* _Quoted passage_
[llvm-dev] OrcJIT + CUDA Prototype for Cling

Tue Jan 16 05:41:46 PST 2018

Hi LLVM-Developers and Lang,

I solved the relocation problem and another problem, so I have a working
cuda-runtime-code-interpreter [1].

The solution of the relocation problem is, that I change die reloc mode
from dynamic relocation to PIC (position independent code).

The second problem was, that I got an cudaErrorInvalidDeviceFunction
error (error code 8), if I want to run a kernel. After some research, I
found out, that the kernel-code will be registered
(__cudaRegisterFatBinary(...) ) in a global constructor, which is
generated by the cuda backend (lib/CodeGen/CGCUDANV.cpp). The ctor
should start before the main function but I called the main directly. So
the error was caused by running directly the main function and skipped
the global cuda ctor and dtor. So I wrote a fix, which runs the ctor and
dtor before and after the main and all works fine.

* _Stated task A_
In the post, what change solved the relocation problem?
* _Stated task B_
Show every line of the records that contains the string "lamp". Case counts.

* _Raw records_

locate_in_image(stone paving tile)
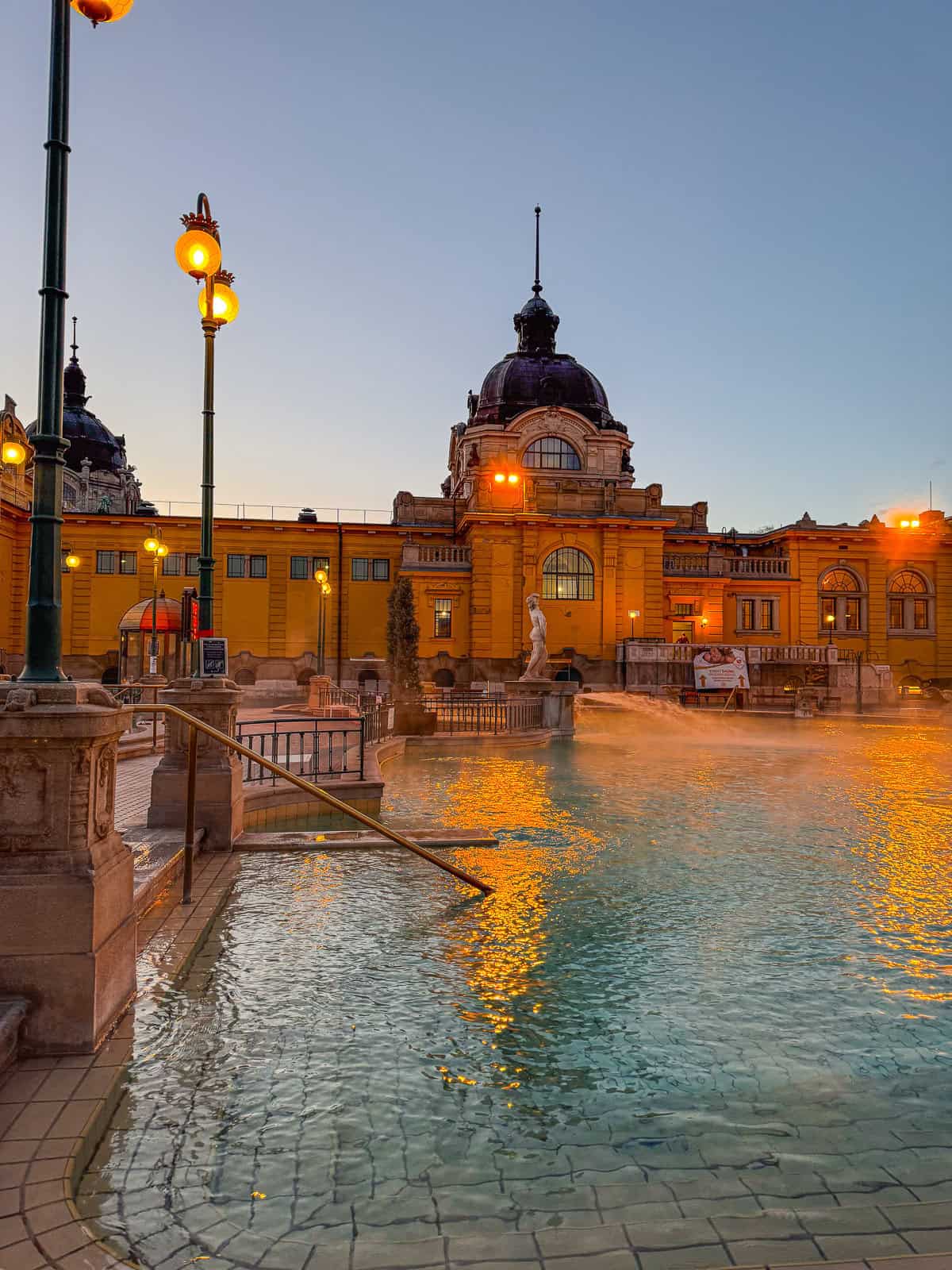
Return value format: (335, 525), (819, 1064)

--

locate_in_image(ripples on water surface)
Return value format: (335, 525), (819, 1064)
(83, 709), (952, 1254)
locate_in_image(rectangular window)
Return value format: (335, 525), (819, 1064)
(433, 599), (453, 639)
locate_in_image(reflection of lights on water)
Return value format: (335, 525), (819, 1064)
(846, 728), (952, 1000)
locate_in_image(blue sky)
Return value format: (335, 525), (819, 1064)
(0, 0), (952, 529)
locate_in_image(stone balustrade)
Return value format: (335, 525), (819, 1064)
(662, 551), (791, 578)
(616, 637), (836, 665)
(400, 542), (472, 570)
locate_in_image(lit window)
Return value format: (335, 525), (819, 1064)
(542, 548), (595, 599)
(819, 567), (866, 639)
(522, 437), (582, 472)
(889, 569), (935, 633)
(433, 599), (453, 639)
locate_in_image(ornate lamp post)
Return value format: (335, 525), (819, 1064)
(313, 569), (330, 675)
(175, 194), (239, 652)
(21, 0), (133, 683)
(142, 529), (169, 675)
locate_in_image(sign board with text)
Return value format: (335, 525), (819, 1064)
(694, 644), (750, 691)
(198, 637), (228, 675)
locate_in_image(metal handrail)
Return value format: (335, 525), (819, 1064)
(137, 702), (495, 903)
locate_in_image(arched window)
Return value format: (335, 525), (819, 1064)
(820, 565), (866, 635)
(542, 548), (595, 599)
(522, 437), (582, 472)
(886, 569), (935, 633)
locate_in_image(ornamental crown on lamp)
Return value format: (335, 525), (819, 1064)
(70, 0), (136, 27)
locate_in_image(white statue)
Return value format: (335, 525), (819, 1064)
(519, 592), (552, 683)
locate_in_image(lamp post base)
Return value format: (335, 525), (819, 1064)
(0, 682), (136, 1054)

--

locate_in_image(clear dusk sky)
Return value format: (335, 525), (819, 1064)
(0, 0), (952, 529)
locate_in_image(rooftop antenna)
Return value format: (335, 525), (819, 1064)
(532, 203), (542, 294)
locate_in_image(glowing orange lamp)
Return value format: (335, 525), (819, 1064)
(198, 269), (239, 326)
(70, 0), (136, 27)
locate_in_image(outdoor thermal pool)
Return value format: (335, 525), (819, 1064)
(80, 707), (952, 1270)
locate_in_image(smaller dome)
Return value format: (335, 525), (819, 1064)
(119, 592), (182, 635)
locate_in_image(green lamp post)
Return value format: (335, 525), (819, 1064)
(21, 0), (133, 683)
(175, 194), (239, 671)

* _Task result A_
The reloc mode was changed from dynamic relocation to PIC (position independent code).

* _Task result B_
locate_in_image(ornate lamp post)
locate_in_image(ornamental crown on lamp)
locate_in_image(lamp post base)
locate_in_image(glowing orange lamp)
locate_in_image(green lamp post)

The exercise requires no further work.